- **RECORD LIST**:

★ ★ ★ ★

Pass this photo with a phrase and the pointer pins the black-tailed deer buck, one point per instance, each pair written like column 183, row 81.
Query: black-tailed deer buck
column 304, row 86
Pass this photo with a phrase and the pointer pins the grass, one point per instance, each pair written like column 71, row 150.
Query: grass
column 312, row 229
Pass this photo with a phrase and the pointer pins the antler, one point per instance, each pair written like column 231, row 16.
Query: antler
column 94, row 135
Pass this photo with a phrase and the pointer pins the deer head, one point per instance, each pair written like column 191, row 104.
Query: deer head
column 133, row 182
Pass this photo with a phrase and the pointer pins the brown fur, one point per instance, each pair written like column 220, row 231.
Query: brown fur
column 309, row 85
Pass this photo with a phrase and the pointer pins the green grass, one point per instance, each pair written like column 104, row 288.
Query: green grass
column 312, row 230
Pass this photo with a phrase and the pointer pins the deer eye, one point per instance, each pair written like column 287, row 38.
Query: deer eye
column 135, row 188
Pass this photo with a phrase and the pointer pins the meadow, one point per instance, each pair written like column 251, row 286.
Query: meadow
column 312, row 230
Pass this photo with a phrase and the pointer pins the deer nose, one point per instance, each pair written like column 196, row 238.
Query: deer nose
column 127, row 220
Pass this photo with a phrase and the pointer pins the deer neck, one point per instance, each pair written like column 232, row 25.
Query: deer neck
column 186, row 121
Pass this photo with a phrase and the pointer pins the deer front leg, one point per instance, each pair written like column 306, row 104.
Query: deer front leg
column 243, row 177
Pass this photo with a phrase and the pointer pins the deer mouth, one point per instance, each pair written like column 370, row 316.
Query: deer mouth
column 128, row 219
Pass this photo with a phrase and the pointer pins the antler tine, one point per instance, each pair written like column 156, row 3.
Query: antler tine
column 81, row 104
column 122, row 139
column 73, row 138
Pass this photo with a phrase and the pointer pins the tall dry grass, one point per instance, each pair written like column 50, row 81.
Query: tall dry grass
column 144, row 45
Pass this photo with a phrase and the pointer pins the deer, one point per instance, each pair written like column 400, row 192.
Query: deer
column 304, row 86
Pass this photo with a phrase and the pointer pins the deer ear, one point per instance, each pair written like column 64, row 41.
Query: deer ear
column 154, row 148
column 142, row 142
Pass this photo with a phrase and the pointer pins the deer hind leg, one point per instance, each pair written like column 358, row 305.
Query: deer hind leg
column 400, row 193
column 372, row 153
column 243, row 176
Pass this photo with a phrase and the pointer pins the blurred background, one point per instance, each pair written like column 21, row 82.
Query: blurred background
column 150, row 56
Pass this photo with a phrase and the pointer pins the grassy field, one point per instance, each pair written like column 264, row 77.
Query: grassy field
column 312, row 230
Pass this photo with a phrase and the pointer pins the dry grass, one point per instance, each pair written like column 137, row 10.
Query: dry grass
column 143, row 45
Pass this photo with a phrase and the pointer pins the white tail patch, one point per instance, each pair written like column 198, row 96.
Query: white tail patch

★ ★ ★ ★

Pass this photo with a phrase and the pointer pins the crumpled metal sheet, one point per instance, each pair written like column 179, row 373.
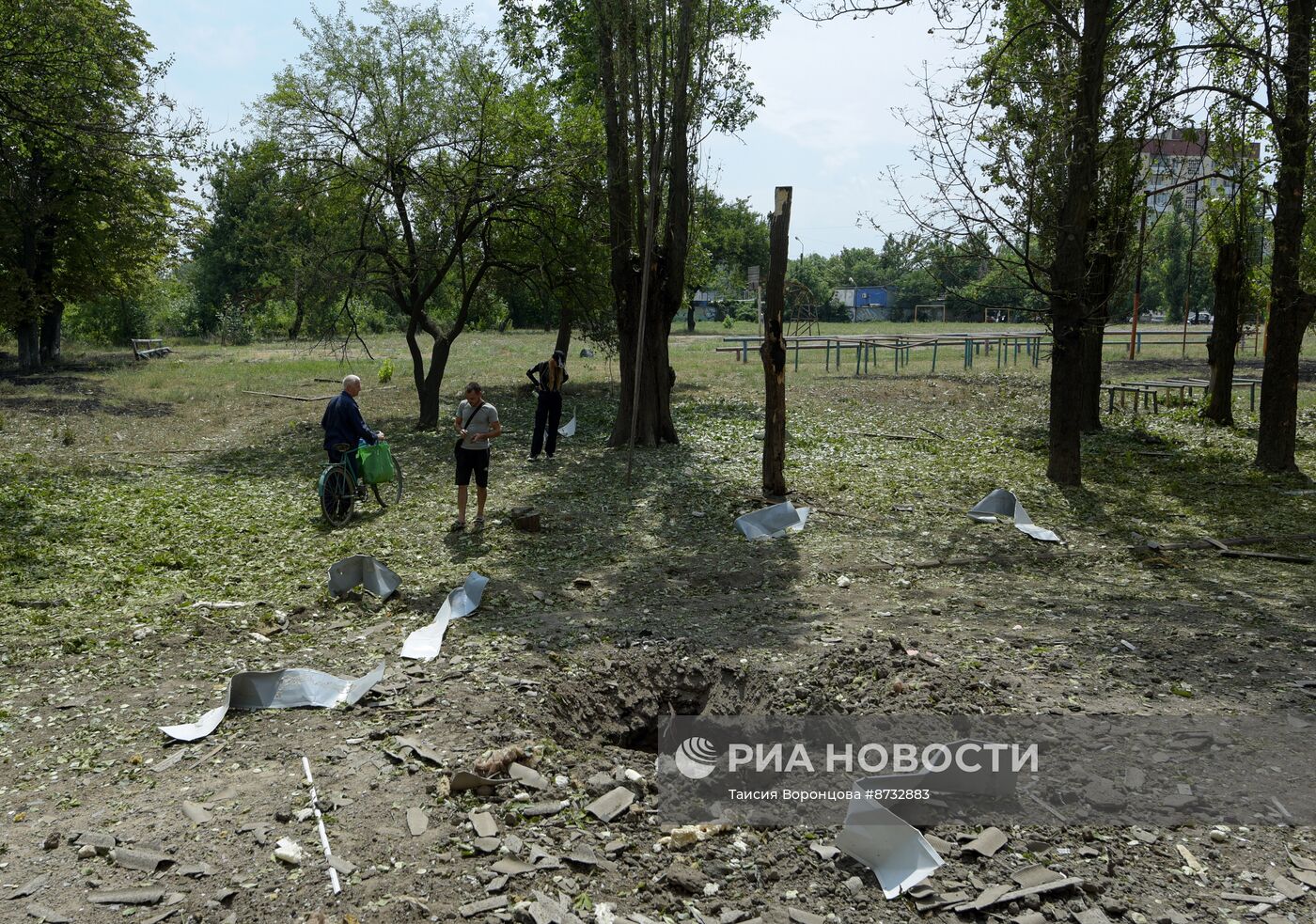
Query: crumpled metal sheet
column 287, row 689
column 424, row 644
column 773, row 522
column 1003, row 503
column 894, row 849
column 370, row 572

★ ★ ★ ★

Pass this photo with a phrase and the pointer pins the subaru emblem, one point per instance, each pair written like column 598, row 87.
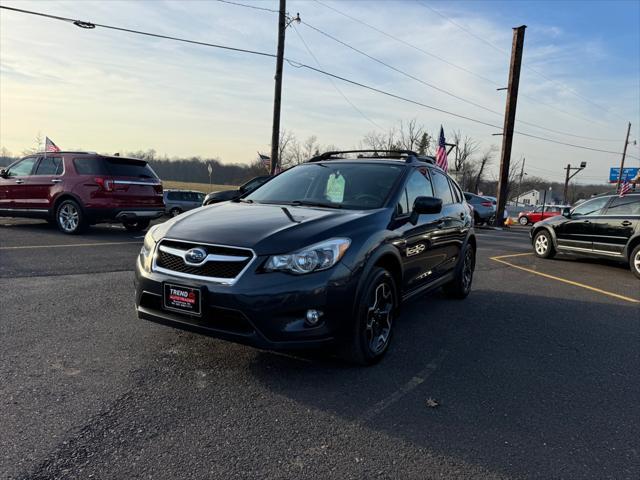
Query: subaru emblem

★ ★ ★ ★

- **AIM**: Convert every line from the one containing "358, row 305." to the one containing "column 150, row 56", both included, into a JSON list of strings with one string per line and blank lines left out.

- **RESULT**:
[
  "Pass this photo with a phrase and the pointer pins the deer hind leg, one point per instance, each pair written like column 358, row 305.",
  "Query: deer hind leg",
  "column 400, row 193",
  "column 372, row 153",
  "column 243, row 176",
  "Pass this photo with a phrase and the pointer pins the blurred background, one point per instance, each pair written like column 21, row 82.",
  "Query: blurred background",
  "column 150, row 56"
]